[EXERCISE TEXT]
▬▬▬▬▬▬

There have only been two times in my life when I wasn’t with family on Thanksgiving: The first time when I was stationed at Fort Rucker, Alabama for training before being sent to Viet Nam, and the other, during my year in Viet Nam. Neither one of those times however, were as lonely as this Thanksgiving will be without family sitting at the table. It’s not that family is far away as was the case then, it’s that the whole year seems to come to a head this Thanksgiving.
Covid-19, invisible as it is, looms over our daily lives just as sure as a hurricane does over those living in its path. The reaction is just as varied and diverse as those made by people who make decisions whether to evacuate or hunker down. We’ve even had a national election based on it.
Thankfully there is hope. Three pharmaceuticals have developed a vaccine for Covid-19, and there are more coming. We’re close; just not there yet.
I think we’re all caught up in instant gratification. We’re used to, and in fact, expect things to be as we want them to be without delay or having to ask for them. It’s the entitlement mentality.
If we just stopped to breathe and look around, count our blessings, I think we’d see no matter how frustrated we are over the restrictions of Covid-19, there are a lot of folks worse off than we are: There are those who struggle with rent, food and medical costs. There are those who worry about whether the heat is going to be shutoff or the car repossessed. People are in line for food.
This Thanksgiving is going to be lonely, but it won’t be without contact – virtual of course; something I would have given a lot for in 1967 and 68.
We made the decision to have a virtual Thanksgiving because we are so close to beating Covid-19 it makes no sense to expose ourselves to others, especially those we really can’t do without.

▬▬▬▬▬▬

[EXERCISE INSTRUCTIONS]
A. In the Thanksgiving essay, switch "virtual Thanksgiving" to "online Thanksgiving" and give the passage again, starting at "We made the" and ending at "can’t do without.".
B. List the things that, according to the Thanksgiving essay, some people struggle with.

▬▬▬▬▬▬

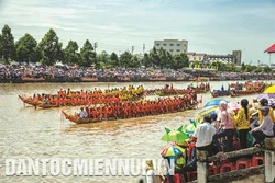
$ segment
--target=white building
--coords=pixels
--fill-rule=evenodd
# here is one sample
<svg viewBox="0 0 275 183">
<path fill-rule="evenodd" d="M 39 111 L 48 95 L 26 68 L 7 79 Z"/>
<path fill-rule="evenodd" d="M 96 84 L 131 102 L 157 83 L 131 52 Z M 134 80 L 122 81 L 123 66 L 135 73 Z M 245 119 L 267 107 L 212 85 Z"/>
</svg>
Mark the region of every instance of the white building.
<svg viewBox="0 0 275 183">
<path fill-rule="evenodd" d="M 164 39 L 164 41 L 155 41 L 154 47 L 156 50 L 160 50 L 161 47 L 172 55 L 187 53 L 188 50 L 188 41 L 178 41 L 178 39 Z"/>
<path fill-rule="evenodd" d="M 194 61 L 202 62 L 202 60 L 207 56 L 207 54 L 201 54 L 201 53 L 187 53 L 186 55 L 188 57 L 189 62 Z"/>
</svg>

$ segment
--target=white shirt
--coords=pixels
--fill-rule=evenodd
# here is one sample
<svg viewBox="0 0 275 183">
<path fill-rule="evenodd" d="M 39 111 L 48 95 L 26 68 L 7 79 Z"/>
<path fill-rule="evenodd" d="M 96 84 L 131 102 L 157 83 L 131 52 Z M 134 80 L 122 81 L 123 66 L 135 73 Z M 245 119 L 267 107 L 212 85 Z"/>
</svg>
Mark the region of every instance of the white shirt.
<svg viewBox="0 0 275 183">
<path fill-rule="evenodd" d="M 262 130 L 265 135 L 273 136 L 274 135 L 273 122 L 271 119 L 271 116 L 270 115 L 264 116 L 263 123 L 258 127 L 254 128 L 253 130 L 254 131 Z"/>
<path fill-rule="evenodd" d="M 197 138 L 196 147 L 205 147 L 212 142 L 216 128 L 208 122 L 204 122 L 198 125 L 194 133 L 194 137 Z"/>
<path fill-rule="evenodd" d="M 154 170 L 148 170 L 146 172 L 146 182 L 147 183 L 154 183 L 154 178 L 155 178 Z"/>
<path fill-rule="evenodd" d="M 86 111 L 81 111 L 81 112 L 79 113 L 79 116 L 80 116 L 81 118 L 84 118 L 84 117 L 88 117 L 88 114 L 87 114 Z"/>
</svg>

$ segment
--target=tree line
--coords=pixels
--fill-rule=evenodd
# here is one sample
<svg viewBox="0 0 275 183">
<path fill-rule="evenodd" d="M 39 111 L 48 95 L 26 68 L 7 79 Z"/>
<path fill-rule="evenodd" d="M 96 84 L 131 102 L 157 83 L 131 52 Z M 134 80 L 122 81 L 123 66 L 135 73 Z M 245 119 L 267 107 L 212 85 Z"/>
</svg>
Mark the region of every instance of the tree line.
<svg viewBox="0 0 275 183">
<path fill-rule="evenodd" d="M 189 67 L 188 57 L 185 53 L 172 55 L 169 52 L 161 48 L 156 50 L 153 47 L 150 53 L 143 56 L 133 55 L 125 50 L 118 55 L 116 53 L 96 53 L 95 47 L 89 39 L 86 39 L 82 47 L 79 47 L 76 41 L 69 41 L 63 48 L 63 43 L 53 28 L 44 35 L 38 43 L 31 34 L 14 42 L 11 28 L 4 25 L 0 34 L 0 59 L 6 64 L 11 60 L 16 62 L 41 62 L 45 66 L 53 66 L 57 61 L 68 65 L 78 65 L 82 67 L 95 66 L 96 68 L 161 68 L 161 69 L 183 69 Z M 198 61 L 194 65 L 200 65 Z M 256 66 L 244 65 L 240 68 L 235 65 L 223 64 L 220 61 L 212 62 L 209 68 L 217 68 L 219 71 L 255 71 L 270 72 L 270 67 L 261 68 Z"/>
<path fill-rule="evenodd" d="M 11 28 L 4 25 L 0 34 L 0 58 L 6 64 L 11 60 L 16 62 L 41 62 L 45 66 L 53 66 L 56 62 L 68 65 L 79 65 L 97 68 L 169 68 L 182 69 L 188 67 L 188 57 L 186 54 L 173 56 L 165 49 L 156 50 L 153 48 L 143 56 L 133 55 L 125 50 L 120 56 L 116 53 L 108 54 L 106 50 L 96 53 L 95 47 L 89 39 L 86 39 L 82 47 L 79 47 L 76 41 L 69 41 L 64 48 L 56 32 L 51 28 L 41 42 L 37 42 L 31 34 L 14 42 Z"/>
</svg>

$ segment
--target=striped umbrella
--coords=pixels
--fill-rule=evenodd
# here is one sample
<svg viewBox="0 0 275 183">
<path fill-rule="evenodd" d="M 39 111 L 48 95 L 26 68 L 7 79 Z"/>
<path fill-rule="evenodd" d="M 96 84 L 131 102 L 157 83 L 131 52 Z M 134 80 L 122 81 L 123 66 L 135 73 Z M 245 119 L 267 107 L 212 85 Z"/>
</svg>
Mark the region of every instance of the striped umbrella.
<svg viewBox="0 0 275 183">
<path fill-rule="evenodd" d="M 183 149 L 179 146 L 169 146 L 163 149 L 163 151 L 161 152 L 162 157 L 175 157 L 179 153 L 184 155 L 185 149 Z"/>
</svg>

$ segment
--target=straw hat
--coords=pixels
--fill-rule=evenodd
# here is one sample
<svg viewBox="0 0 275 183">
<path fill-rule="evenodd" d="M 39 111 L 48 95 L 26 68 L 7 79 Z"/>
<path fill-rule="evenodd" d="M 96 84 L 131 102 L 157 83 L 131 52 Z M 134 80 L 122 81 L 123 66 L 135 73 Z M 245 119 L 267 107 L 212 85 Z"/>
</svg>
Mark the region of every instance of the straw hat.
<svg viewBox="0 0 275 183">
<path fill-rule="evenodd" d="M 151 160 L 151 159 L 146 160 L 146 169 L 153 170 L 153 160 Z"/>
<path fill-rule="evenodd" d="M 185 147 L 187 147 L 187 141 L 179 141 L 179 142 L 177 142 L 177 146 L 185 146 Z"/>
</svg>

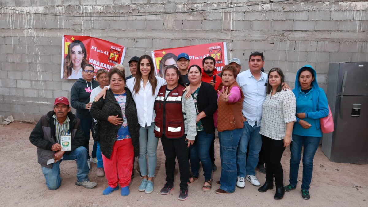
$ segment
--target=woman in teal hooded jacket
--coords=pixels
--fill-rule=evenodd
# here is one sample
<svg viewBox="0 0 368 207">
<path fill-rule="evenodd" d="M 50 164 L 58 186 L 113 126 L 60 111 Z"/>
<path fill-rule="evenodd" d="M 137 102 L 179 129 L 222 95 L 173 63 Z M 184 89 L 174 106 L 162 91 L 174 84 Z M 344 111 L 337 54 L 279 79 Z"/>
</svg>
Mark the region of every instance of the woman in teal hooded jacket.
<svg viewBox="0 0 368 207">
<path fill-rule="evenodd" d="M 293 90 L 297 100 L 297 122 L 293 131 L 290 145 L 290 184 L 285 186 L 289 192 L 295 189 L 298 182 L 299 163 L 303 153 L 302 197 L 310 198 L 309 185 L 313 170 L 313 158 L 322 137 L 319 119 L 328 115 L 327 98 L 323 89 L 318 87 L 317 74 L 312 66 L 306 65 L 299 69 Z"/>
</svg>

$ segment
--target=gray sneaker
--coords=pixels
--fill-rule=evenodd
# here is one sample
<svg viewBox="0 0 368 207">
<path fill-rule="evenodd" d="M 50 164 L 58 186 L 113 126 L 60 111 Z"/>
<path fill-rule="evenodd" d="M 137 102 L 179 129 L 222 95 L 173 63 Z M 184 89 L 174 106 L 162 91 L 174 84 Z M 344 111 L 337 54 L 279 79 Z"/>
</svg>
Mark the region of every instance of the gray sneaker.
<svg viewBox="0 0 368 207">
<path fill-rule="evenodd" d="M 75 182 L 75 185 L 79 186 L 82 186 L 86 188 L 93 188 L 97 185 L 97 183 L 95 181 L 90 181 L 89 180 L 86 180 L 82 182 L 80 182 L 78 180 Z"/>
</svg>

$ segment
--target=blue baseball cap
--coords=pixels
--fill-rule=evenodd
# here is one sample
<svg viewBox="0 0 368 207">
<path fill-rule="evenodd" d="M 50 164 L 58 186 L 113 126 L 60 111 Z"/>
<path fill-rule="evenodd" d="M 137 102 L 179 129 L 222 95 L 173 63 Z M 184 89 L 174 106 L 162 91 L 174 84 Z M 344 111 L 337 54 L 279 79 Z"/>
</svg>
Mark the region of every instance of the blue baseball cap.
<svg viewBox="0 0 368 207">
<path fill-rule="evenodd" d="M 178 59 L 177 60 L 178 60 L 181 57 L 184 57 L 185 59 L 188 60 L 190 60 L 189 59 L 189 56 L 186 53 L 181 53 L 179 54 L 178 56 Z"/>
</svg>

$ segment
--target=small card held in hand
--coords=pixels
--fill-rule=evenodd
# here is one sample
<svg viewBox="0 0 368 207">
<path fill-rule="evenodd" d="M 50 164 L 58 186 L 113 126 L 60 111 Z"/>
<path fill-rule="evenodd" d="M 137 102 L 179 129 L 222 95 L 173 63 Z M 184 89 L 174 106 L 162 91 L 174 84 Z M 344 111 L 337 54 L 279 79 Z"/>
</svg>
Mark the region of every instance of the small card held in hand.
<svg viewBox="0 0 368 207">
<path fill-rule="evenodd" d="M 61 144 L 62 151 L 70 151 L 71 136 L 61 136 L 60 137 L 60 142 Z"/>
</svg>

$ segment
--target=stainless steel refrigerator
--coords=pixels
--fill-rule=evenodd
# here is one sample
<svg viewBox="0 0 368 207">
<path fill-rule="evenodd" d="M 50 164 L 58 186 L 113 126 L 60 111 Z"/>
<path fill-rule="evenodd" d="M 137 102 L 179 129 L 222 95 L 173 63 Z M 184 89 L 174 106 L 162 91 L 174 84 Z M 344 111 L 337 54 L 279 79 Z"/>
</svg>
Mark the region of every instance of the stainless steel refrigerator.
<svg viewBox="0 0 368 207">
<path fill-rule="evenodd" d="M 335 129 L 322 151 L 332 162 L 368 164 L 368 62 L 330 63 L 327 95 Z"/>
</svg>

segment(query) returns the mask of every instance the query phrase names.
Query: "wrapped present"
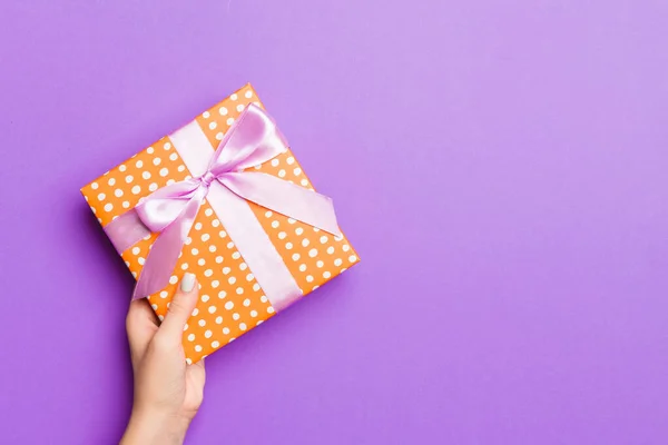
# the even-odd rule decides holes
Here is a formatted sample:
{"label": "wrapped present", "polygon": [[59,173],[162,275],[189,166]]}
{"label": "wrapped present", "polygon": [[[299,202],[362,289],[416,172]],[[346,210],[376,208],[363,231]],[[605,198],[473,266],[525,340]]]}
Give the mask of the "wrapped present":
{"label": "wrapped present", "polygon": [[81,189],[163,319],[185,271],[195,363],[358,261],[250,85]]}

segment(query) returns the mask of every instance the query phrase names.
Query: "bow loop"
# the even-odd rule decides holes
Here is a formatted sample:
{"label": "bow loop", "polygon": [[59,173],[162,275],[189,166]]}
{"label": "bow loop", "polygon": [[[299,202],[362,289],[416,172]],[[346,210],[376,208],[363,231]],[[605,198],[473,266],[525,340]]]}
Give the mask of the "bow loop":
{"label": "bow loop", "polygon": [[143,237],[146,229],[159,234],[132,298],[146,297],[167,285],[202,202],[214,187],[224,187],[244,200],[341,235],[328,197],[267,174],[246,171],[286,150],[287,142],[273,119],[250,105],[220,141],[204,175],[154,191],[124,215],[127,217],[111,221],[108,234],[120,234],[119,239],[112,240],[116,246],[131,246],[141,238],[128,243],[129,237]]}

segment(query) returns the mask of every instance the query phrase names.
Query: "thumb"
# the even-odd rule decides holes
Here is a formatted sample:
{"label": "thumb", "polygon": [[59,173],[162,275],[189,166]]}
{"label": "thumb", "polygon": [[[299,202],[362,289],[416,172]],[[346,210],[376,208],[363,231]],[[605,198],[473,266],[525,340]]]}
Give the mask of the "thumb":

▬▬▬▬▬▬

[PER-TASK OUTPUTS]
A.
We made the decision to have a online Thanksgiving because we are so close to beating Covid-19 it makes no sense to expose ourselves to others, especially those we really can’t do without.

B. Rent, food and medical costs.